Document section:
** START **

Why the PS5 Fights Your Capture Card

Before you spend $210, understand the adversary, because three quarters of "my capture card doesn't work" posts are not hardware failures. They are content protection doing exactly what it was designed to do, and a user who never disabled it.

HDCP Is a Lock You Already Own the Key To

High-bandwidth Digital Content Protection is a copy-protection handshake that rides along the HDMI cable between source and display. It was developed by Intel and is administered by Digital Content Protection, LLC; the master key leaked publicly in September 2010, which tells you everything about how durable the scheme really is. The PS5 applies HDCP across its entire HDMI output by default, which is why your brand-new capture card shows a black rectangle the first time you plug it in. The card receives the video, sees a protected stream it is not licensed to decrypt and re-transmit, and refuses. That is not a bug. That is the card obeying the law.

The relevant law, for the curious, is the anti-circumvention clause of the Digital Millennium Copyright Act — 17 U.S.C. § 1201 — which makes defeating a protection measure a problem. The elegant part of the PS5 workflow is that you never defeat anything. You ask Sony to stop applying the protection, and Sony complies, because Sony is a content company that also sells a games console and has correctly concluded that people streaming Astro Bot to ninety viewers sells more hardware than a stray DRM lawsuit ever could. The off switch exists because the people who make movies and the people who make consoles are, occasionally, the same people, and the console side won the argument.

Capture vs. Passthrough: They Are Not the Same Number

The most expensive misunderstanding in this hobby is reading a box that says "4K60" and assuming it means the card records 4K60. Often it means the card passes 4K60 to your TV while recording something lower. Passthrough is a wire that splits the signal toward your display; capture is the data the card digitizes and hands to your PC. A card can do 4K120 passthrough so your television stays gorgeous while it only captures 1080p60, because capture is bottlenecked by the USB bus and the onboard chip, not by the HDMI input. Every spec line you read in the next section needs to be parsed as two separate numbers, and the smaller one is the one you actually stream.

** END **

Given task 1:
List every company or organization named in the text on PS5 capture cards.

Records for processing:
** START **

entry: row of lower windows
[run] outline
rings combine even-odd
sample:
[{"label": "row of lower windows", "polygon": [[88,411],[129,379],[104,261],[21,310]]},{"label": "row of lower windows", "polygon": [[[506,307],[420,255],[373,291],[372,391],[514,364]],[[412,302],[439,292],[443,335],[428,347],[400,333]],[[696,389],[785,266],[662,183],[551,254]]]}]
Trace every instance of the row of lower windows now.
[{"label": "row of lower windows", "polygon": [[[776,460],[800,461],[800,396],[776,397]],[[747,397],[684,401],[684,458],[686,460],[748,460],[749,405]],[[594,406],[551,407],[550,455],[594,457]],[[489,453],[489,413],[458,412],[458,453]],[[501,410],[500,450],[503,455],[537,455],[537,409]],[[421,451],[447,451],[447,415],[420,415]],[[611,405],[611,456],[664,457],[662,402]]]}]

** END **

Given task 2:
Reproduce the records above word for word, keeping every line unchanged.

Result 1:
Intel; Digital Content Protection, LLC; Sony

Result 2:
entry: row of lower windows
[run] outline
rings combine even-odd
sample:
[{"label": "row of lower windows", "polygon": [[88,411],[129,379],[104,261],[21,310]]},{"label": "row of lower windows", "polygon": [[[506,307],[420,255],[373,291],[372,391],[514,364]],[[412,302],[439,292],[443,335],[428,347],[400,333]],[[696,389],[785,266],[662,183],[551,254]]]}]
Trace every instance of the row of lower windows now.
[{"label": "row of lower windows", "polygon": [[[776,460],[800,461],[800,396],[776,397]],[[747,397],[684,401],[684,458],[686,460],[748,460],[749,405]],[[594,406],[551,407],[550,455],[594,457]],[[489,453],[489,413],[458,412],[458,453]],[[501,410],[500,450],[503,455],[537,455],[537,409]],[[421,451],[447,451],[447,415],[420,415]],[[611,405],[611,456],[664,457],[662,402]]]}]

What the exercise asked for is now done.